### Written problem
Which lines in the items below contain the word "tuft"? List each of those lines in full.

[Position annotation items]

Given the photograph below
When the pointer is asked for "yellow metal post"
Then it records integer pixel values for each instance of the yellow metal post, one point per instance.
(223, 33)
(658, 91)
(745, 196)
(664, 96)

--

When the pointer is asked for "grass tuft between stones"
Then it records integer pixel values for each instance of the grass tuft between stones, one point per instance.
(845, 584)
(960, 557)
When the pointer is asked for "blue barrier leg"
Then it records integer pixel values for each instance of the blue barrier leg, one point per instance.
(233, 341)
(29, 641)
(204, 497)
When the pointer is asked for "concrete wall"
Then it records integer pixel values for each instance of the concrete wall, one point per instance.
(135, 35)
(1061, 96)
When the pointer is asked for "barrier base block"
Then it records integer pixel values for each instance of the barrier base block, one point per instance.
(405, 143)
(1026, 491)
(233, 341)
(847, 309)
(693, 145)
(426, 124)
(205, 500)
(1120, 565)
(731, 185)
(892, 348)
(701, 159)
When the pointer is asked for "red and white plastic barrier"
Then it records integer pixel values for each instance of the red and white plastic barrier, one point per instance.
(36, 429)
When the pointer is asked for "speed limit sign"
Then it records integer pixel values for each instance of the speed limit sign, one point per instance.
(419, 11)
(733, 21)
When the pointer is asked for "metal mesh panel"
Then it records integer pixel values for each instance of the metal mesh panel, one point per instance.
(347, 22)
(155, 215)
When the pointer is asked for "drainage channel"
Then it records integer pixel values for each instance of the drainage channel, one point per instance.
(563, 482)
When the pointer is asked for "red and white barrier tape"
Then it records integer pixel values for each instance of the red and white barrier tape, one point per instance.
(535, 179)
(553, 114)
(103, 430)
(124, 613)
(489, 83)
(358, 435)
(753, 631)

### Response
When the pointer is asked for "grass tuft between stones"
Then it records integer pixel values for each instance of the grass tuft between stones, one point per instance.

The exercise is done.